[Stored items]

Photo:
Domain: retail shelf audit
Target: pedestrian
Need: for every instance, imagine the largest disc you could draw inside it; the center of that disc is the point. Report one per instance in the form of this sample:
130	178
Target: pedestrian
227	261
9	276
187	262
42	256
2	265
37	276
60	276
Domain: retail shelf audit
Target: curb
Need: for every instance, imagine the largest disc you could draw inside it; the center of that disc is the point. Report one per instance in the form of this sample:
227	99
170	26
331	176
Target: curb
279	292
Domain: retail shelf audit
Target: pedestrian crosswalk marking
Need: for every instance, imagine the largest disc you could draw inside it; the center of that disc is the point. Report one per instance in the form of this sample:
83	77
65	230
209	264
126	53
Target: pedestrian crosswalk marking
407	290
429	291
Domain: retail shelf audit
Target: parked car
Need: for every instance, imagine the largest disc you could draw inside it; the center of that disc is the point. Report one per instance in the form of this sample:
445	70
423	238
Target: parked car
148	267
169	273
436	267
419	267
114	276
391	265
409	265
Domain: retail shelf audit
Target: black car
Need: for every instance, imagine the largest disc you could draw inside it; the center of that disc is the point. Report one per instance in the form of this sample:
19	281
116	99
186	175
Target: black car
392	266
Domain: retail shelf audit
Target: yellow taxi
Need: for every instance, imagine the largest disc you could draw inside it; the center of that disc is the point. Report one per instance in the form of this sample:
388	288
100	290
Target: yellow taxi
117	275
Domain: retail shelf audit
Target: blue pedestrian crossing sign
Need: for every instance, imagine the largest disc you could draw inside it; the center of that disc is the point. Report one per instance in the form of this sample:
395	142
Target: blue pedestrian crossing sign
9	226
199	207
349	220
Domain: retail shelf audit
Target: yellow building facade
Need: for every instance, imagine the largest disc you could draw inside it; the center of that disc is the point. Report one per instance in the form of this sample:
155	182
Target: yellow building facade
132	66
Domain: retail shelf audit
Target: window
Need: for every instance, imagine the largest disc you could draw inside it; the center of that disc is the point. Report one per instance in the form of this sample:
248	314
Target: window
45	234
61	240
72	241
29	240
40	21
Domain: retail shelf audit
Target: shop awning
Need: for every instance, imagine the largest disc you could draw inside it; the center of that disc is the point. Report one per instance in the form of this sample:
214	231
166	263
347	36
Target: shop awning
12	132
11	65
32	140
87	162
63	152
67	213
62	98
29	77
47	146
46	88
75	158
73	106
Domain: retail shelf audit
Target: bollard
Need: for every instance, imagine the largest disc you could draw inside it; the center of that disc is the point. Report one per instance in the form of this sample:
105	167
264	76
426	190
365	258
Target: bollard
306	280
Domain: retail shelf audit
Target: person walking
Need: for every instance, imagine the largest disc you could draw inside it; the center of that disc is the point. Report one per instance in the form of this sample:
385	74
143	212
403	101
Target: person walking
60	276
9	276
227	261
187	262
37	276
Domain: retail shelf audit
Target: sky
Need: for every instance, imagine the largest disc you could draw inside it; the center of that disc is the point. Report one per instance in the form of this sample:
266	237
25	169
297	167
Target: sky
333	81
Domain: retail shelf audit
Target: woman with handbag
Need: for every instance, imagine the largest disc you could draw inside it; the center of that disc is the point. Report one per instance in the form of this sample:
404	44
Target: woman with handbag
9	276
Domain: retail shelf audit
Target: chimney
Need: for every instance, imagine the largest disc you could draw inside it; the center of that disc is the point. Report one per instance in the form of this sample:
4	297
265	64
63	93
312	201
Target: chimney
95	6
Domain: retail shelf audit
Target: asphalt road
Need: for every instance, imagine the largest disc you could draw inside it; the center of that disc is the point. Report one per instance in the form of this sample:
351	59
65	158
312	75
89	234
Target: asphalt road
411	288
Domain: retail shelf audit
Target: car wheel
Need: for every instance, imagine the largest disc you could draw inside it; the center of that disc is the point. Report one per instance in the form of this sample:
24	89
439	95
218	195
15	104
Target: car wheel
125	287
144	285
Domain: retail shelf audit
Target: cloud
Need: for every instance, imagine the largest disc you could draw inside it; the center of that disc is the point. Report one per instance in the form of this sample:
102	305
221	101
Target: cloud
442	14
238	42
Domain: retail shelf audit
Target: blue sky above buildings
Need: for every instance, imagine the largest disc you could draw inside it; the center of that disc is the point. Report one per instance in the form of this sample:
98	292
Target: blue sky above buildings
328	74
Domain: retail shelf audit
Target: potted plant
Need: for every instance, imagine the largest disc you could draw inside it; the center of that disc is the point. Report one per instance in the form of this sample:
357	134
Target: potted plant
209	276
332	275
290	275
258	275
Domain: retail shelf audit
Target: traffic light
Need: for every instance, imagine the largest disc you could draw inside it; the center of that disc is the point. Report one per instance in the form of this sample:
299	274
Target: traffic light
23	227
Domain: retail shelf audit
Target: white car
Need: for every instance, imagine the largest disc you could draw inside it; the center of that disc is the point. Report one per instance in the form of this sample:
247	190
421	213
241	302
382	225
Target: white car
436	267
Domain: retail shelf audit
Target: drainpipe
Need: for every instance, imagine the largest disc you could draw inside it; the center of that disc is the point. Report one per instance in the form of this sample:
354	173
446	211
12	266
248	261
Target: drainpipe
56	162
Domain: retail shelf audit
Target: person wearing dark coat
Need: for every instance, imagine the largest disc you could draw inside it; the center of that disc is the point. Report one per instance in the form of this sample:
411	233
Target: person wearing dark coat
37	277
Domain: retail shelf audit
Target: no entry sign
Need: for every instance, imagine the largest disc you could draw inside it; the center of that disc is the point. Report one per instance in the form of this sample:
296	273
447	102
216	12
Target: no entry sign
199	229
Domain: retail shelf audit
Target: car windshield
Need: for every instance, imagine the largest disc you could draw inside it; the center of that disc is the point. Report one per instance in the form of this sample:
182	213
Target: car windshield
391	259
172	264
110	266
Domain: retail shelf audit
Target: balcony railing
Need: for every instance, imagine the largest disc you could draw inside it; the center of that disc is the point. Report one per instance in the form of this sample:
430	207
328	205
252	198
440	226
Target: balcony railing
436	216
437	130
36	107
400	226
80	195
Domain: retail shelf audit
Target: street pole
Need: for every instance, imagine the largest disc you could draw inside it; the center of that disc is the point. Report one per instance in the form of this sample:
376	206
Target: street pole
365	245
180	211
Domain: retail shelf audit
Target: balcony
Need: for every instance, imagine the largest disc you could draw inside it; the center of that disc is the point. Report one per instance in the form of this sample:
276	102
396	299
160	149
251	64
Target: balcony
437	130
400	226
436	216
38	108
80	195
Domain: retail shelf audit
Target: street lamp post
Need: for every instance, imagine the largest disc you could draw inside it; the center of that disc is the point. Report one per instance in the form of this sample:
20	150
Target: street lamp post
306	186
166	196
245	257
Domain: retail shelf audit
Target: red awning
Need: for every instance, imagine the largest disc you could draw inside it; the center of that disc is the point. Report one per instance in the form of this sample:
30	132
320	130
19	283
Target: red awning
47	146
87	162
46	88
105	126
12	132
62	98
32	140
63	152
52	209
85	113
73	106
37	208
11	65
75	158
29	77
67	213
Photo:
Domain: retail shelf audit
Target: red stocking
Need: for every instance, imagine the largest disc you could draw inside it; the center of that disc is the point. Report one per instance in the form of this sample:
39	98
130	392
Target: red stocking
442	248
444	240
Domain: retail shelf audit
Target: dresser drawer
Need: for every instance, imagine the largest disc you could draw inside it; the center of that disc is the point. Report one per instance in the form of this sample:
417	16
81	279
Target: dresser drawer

• Exercise requirements
Please transcribe the data shown above in full, exactly as it stands.

• Reply
Photo:
Domain: retail shelf audit
Target: pedestrian
Need: for every instance, imagine the largest disc you could draw inside it; the center of that disc is the point. Report one per instance in the form of this sample:
130	178
Target: pedestrian
227	261
9	276
187	262
42	256
2	265
37	276
60	276
Domain: retail shelf audit
Target: curb
Need: for every instance, imagine the largest disc you could draw inside it; the center of that disc is the point. Report one per instance in the form of this sample:
227	99
170	26
331	176
Target: curb
279	292
Domain: retail shelf audit
Target: pedestrian crosswalk marking
Need: for every instance, imagine the largest disc you could draw inside it; the center of that disc is the point. Report one per instance in the form of this sample:
83	77
65	230
209	264
126	53
Target: pedestrian crosswalk marking
407	290
429	291
Domain: retail shelf audit
Target: parked car
Need: for every instance, imagine the largest disc you could draw inside it; the center of that disc is the point. Report one per instance in the form of this sample:
445	70
423	238
Target: parked car
148	267
169	273
436	267
419	267
114	276
391	265
409	265
Domain: retail shelf audit
Target: black car
Need: for every instance, imagine the largest disc you could draw inside it; the center of that disc is the point. Report one per instance in the form of this sample:
19	281
116	99
186	175
Target: black car
392	266
Domain: retail shelf audit
Target: yellow taxi
Need: for every instance, imagine the largest disc you could draw inside it; the center of that disc is the point. Report one per instance in the form of this sample:
388	288
100	290
Target: yellow taxi
117	275
Domain: retail shelf audit
Target: blue pedestrian crossing sign
Need: for every instance, imagine the largest disc you could draw inside it; the center of that disc is the point. Report one per instance in the form of this sample:
395	142
Target: blue pedestrian crossing sign
9	226
199	207
349	220
Domain: retail shelf audit
Target: yellow building facade
Need: for every instance, imagine the largest disc you could draw inside it; the center of that disc is the point. Report one per instance in the form of this sample:
155	182
Target: yellow building facade
132	66
Domain: retail shelf audit
Target: window
Need: for every instance, imagine the largest disc you could draw inside it; the center of that disc is the point. Report one per instance in the form of this sample:
248	314
Target: window
45	234
61	240
72	241
29	240
40	21
Domain: retail shelf audit
Target: shop awning
Need: for every instance, imagine the largest disc you could draw inside it; the center of that disc is the point. Report one per instance in the form of this sample:
214	231
166	263
347	36
Target: shop awning
12	132
11	65
32	140
87	162
63	152
67	213
62	98
29	77
47	146
46	88
75	158
73	106
Domain: retail shelf audit
Target: bollard
Need: for every instance, imagine the largest disc you could draw inside it; the center of that disc is the point. Report one per instance in the form of this sample:
105	167
264	76
426	190
365	258
Target: bollard
306	280
Domain: retail shelf audit
Target: person walking
Need: for every instance, imagine the largest disc you could draw inside it; the center of that disc is the point. Report one per instance in the form of this sample:
385	74
143	212
403	101
Target: person walking
60	276
9	276
227	261
187	262
37	276
Domain: retail shelf audit
Target: sky
Need: for every instance, imagine the largest disc you could draw inside it; the center of that disc is the point. Report one per instance in the form of this sample:
266	237
25	169
297	167
Target: sky
333	81
Domain: retail shelf audit
Target: woman with handbag
Need: for every instance, imagine the largest disc you could draw inside it; the center of that disc is the point. Report one per instance in the form of this sample:
404	44
Target: woman with handbag
9	276
Domain: retail shelf audit
Target: chimney
Need: for every instance, imagine the largest disc you could draw inside it; the center of that disc is the point. Report one per instance in the form of this sample:
4	297
265	64
63	93
312	201
Target: chimney
95	6
Domain: retail shelf audit
Target: asphalt road
Need: for every instance, imagine the largest disc you could draw inside it; the center of that disc is the point. Report one per instance in the form of this sample:
351	59
65	158
312	75
89	234
Target: asphalt road
411	288
Domain: retail shelf audit
Target: car wheel
Need: for every instance, imagine the largest disc you could draw inside it; the center of that disc is the point. Report one per instance in the form of this sample:
24	89
439	95
218	195
15	104
Target: car wheel
125	287
144	285
Domain: retail shelf audit
Target: cloud
Need: for every instance, imagine the largest disc you could draw inside it; the center of that disc is the point. Report one per instance in the form of this sample:
102	305
221	101
Target: cloud
442	14
238	42
Domain: retail shelf audit
Target: blue sky above buildings
Need: for every instance, imagine the largest disc you could draw inside it; the center of that disc is the point. Report one per instance in the form of this sample:
98	292
Target: blue sky above buildings
328	74
Domain: retail shelf audit
Target: potted plant
Need: for every instance, imagine the largest disc you could draw inside it; the center of that disc is the point. Report one per instance in the form of this sample:
357	134
Target: potted plant
209	276
332	275
290	275
258	275
Domain: retail shelf audit
Target: traffic light
Need: for every instance, imagine the largest disc you could draw inside it; the center of that disc is the point. Report one per instance in the form of this sample:
299	274
Target: traffic light
23	227
Domain: retail shelf audit
Target: white car
Need: for every instance, imagine the largest disc you could draw inside it; the center of that disc is the point. Report one per instance in the form of this sample:
247	190
421	213
241	302
382	225
Target: white car
436	267
Domain: retail shelf audit
Target: drainpipe
Need: for every instance, imagine the largest disc you could draw inside it; the center of that disc is the point. Report one per instance in the form of this sample:
354	173
446	211
12	266
248	261
Target: drainpipe
56	162
Domain: retail shelf audit
Target: person wearing dark coat
Need: for every instance, imagine the largest disc you could draw inside it; the center of that disc is the point. Report one per instance in the form of this sample:
411	233
Target: person wearing dark coat
37	277
Domain: retail shelf audit
Target: no entry sign
Need: for every instance, imagine the largest disc you could draw inside it; the center of that disc is the point. Report one per instance in the form of this sample:
296	273
447	102
216	12
Target: no entry sign
199	229
Domain: retail shelf audit
Target: car windshield
Need: for every instance, imagine the largest disc you could draw inside it; the center of that disc is the point. Report one per instance in the form of this sample:
182	213
Target: car windshield
391	259
172	264
110	266
Domain: retail shelf audit
Target: balcony railing
Need: for every instance, imagine the largest disc you could draw inside it; the center of that disc is the point. Report one per instance in the form of this sample:
430	207
328	205
252	198
440	226
Target: balcony railing
436	216
437	130
36	107
400	226
80	195
Domain: retail shelf audit
Target: street pole
Need: for every instance, imagine the largest disc you could draw inside it; the center of that disc is the point. Report one per instance in the form of this sample:
376	206
Target: street pole
365	245
180	211
Domain: retail shelf audit
Target: balcony
Need: for every instance, imagine the largest disc you could draw inside it; the center of that disc is the point. Report one per instance in the form of this sample:
276	102
396	299
160	149
251	64
Target: balcony
437	130
400	226
436	216
38	108
80	195
Domain: retail shelf audit
Target: street lamp post
Need: for every instance, imagine the largest disc you could draw inside it; the center of that disc is the point. Report one per instance in the form of this sample:
20	150
Target: street lamp post
306	186
166	196
245	257
Domain: retail shelf audit
Target: red awning
Need: for every instance, imagine the largest disc you could draw inside it; the center of that disc is the point. Report one per instance in the form of this sample:
30	132
320	130
19	283
Target: red awning
47	146
87	162
46	88
105	126
12	132
62	98
32	140
63	152
52	209
85	113
73	106
37	208
11	65
75	158
29	77
67	213
Photo:
Domain: retail shelf audit
Target: red stocking
Need: for every instance, imagine the largest disc you could draw inside it; the center of that disc is the point. Report one per instance in the form of this sample:
39	98
130	392
Target: red stocking
442	248
444	240
Domain: retail shelf audit
Target: dresser drawer
Need: for every instance, imagine the largest disc you could draw inside it; the center of that disc is the point. Report one per instance in the form of this sample:
417	16
81	279
Target: dresser drawer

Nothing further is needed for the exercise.